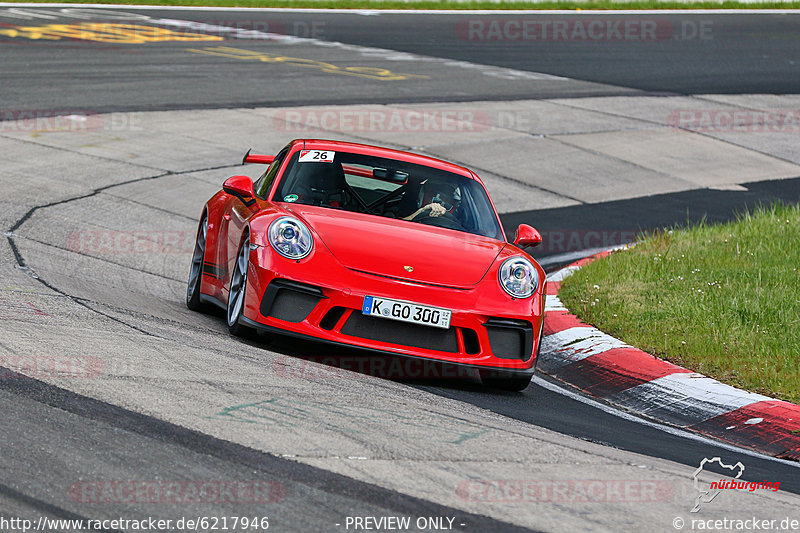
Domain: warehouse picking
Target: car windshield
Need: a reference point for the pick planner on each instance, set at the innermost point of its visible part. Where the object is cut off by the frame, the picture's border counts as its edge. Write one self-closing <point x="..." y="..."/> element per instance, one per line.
<point x="388" y="188"/>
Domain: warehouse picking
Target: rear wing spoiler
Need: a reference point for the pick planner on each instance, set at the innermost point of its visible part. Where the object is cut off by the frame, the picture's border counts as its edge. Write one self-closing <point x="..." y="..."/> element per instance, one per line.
<point x="257" y="158"/>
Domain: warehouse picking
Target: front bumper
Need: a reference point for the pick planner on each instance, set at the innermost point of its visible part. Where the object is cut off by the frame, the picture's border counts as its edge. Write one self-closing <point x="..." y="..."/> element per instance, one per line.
<point x="326" y="306"/>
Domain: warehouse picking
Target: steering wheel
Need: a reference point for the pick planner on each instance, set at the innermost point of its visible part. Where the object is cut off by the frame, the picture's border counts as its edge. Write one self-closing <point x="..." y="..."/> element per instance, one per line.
<point x="447" y="221"/>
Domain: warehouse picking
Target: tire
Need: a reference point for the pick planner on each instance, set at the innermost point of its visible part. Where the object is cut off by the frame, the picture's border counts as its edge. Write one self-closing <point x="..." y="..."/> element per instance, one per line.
<point x="196" y="271"/>
<point x="506" y="381"/>
<point x="237" y="291"/>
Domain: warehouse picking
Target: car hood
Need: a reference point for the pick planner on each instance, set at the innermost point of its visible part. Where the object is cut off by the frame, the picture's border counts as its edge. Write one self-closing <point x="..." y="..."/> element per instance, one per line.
<point x="389" y="247"/>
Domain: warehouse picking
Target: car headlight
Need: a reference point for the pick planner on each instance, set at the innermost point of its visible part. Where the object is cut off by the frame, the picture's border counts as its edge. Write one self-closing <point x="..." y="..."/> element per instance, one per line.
<point x="290" y="238"/>
<point x="518" y="277"/>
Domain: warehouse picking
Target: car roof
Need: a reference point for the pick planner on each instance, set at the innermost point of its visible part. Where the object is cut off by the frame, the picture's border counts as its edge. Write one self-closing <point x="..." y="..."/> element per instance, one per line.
<point x="325" y="144"/>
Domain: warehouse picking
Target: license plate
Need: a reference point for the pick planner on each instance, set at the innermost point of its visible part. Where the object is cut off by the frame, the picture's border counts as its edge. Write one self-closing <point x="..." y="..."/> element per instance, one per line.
<point x="406" y="312"/>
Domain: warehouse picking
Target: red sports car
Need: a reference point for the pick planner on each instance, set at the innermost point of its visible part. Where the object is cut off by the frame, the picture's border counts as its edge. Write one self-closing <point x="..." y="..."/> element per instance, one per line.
<point x="372" y="248"/>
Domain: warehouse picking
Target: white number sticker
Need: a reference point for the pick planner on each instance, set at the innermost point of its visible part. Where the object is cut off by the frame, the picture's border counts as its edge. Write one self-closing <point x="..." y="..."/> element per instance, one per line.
<point x="316" y="156"/>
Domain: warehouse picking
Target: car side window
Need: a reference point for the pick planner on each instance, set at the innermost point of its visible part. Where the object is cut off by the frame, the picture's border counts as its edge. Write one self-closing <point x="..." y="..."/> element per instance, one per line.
<point x="263" y="183"/>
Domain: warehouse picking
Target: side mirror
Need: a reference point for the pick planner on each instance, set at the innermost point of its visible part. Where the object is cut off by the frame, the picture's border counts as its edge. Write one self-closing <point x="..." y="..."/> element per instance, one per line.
<point x="241" y="187"/>
<point x="527" y="236"/>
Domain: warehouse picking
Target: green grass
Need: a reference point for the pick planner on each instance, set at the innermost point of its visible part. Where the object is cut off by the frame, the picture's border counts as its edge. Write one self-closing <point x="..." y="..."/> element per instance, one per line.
<point x="454" y="5"/>
<point x="722" y="300"/>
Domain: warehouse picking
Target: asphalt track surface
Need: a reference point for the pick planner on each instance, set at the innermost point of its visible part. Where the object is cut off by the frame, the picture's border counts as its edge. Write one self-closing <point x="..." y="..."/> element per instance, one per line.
<point x="746" y="54"/>
<point x="659" y="54"/>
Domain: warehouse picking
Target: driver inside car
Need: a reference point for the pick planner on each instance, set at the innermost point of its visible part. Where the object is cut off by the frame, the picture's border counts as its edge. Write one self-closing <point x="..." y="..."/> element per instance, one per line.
<point x="437" y="199"/>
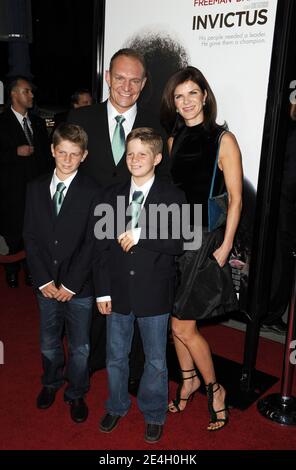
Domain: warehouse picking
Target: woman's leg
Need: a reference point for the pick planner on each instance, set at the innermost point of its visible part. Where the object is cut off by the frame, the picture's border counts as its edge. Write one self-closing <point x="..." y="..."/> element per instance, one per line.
<point x="192" y="348"/>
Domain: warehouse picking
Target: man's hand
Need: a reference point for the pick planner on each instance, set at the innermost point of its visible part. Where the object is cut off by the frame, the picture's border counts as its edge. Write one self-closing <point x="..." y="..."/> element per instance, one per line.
<point x="63" y="295"/>
<point x="50" y="291"/>
<point x="24" y="150"/>
<point x="105" y="307"/>
<point x="126" y="240"/>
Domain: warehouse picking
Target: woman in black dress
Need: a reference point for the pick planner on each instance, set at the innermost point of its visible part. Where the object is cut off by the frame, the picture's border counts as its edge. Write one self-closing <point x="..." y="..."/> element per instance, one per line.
<point x="205" y="290"/>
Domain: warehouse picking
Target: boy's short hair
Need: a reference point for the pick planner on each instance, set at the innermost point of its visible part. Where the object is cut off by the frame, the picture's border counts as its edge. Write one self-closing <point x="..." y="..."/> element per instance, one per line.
<point x="71" y="132"/>
<point x="148" y="136"/>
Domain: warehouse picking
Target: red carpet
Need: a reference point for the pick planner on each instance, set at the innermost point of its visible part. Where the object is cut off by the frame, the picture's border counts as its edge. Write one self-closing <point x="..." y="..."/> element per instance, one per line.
<point x="23" y="426"/>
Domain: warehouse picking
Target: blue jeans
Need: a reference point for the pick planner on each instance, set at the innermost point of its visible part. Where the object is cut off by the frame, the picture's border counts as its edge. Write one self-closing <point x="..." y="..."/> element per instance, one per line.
<point x="153" y="391"/>
<point x="76" y="316"/>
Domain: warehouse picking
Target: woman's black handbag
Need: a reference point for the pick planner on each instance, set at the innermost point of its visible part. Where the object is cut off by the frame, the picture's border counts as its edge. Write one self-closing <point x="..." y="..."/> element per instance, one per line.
<point x="217" y="205"/>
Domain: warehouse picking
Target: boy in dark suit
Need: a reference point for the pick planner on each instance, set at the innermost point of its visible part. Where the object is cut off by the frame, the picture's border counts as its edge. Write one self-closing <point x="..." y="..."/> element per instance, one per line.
<point x="59" y="241"/>
<point x="137" y="276"/>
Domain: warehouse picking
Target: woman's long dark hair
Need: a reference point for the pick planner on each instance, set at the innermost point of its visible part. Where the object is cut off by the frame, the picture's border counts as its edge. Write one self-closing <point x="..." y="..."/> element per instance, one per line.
<point x="169" y="118"/>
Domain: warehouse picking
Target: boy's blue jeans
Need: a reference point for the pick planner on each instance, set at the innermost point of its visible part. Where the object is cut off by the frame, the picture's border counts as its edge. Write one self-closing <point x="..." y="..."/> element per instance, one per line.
<point x="76" y="316"/>
<point x="153" y="391"/>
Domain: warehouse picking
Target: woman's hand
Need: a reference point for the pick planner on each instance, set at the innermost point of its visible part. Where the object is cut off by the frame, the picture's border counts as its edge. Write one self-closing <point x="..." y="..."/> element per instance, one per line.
<point x="221" y="255"/>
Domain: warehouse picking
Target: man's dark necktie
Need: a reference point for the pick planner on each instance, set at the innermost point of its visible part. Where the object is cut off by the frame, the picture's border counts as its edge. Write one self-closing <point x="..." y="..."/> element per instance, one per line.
<point x="58" y="197"/>
<point x="136" y="204"/>
<point x="27" y="131"/>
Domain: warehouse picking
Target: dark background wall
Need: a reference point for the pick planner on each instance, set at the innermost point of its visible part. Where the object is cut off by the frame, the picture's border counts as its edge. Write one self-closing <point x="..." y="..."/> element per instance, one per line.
<point x="61" y="50"/>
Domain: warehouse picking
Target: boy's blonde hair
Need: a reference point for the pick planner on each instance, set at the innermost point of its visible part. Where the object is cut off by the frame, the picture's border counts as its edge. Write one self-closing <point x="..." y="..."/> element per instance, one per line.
<point x="72" y="133"/>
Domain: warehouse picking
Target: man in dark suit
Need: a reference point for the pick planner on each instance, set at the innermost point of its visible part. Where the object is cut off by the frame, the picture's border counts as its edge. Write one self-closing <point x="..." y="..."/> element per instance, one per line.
<point x="59" y="241"/>
<point x="126" y="79"/>
<point x="136" y="282"/>
<point x="24" y="154"/>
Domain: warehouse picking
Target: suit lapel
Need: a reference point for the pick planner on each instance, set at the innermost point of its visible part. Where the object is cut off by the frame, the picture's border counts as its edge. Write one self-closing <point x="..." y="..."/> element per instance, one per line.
<point x="107" y="133"/>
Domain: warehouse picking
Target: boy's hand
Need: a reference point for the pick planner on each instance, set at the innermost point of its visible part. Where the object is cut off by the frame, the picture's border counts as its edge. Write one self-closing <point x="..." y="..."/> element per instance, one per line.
<point x="49" y="291"/>
<point x="63" y="295"/>
<point x="105" y="307"/>
<point x="25" y="150"/>
<point x="126" y="240"/>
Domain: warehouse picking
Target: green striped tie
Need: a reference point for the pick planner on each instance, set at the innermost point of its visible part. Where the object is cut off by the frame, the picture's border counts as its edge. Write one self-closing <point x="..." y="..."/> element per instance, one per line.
<point x="58" y="197"/>
<point x="118" y="140"/>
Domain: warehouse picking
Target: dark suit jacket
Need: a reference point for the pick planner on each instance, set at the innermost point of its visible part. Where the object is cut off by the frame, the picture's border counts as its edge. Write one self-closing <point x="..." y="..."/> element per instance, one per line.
<point x="142" y="280"/>
<point x="16" y="172"/>
<point x="99" y="163"/>
<point x="60" y="248"/>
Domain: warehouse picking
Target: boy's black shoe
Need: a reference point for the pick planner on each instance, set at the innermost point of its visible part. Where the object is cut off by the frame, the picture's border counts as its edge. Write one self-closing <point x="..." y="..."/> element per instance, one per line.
<point x="153" y="432"/>
<point x="109" y="422"/>
<point x="46" y="398"/>
<point x="78" y="410"/>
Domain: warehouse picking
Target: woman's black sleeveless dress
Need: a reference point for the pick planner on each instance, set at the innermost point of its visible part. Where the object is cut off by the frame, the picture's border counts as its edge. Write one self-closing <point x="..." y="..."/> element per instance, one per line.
<point x="204" y="290"/>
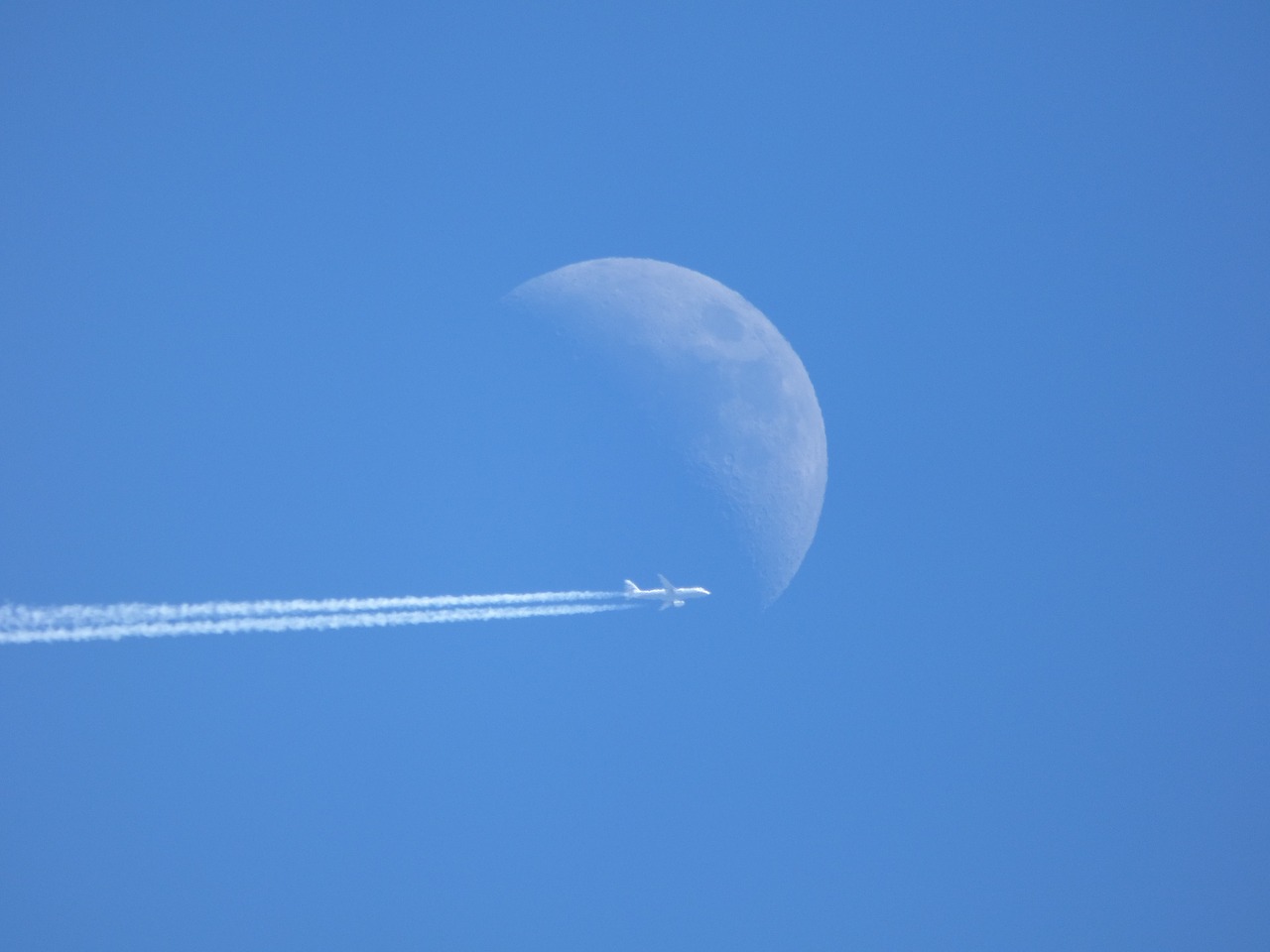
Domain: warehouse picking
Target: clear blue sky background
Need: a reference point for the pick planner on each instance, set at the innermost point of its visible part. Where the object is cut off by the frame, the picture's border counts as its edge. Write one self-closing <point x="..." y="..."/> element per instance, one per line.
<point x="1016" y="698"/>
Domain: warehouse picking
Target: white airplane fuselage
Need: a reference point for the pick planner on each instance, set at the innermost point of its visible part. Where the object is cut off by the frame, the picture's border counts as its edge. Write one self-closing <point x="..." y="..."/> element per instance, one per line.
<point x="670" y="594"/>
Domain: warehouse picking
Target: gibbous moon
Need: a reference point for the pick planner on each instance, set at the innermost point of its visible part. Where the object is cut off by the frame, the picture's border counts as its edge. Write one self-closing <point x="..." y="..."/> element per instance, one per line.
<point x="715" y="376"/>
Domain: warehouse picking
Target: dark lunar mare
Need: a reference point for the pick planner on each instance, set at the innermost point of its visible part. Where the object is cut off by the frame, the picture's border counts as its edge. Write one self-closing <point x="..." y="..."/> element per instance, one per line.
<point x="690" y="372"/>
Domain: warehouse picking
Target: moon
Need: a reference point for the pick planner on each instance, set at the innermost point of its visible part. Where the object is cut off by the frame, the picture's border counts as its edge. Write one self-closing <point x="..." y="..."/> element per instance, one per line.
<point x="708" y="372"/>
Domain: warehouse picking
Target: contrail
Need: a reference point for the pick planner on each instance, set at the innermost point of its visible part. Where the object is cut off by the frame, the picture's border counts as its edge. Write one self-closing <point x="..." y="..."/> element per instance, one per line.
<point x="22" y="625"/>
<point x="132" y="613"/>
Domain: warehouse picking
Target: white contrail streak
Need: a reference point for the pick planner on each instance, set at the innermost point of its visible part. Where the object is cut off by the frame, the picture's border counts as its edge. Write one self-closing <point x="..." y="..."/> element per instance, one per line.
<point x="134" y="613"/>
<point x="287" y="622"/>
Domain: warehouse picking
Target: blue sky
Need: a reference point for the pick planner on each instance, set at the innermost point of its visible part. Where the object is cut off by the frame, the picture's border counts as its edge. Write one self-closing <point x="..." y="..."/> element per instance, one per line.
<point x="1016" y="696"/>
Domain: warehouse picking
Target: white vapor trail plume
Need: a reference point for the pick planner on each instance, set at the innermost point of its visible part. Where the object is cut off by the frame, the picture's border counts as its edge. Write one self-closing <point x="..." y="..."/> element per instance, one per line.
<point x="135" y="613"/>
<point x="296" y="621"/>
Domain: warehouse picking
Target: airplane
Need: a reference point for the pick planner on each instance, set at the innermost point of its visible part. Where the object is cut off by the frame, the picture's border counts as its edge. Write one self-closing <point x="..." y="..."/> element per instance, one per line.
<point x="668" y="593"/>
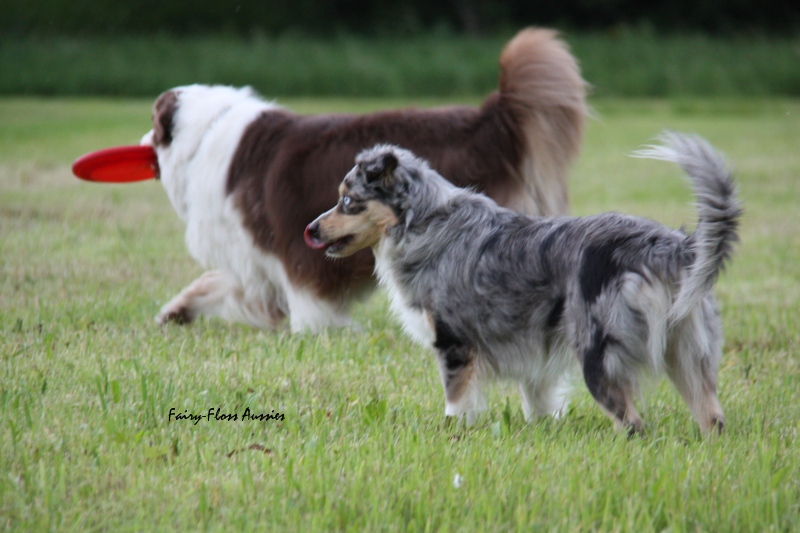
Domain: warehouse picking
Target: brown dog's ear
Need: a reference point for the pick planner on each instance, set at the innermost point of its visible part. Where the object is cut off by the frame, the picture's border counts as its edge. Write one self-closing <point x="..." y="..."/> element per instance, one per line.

+ + +

__What you are asked to do__.
Find every line above that contains the word "jeans" and copy each one. Case counts.

__Complete output__.
Target: blue jeans
Target: boy's blue jeans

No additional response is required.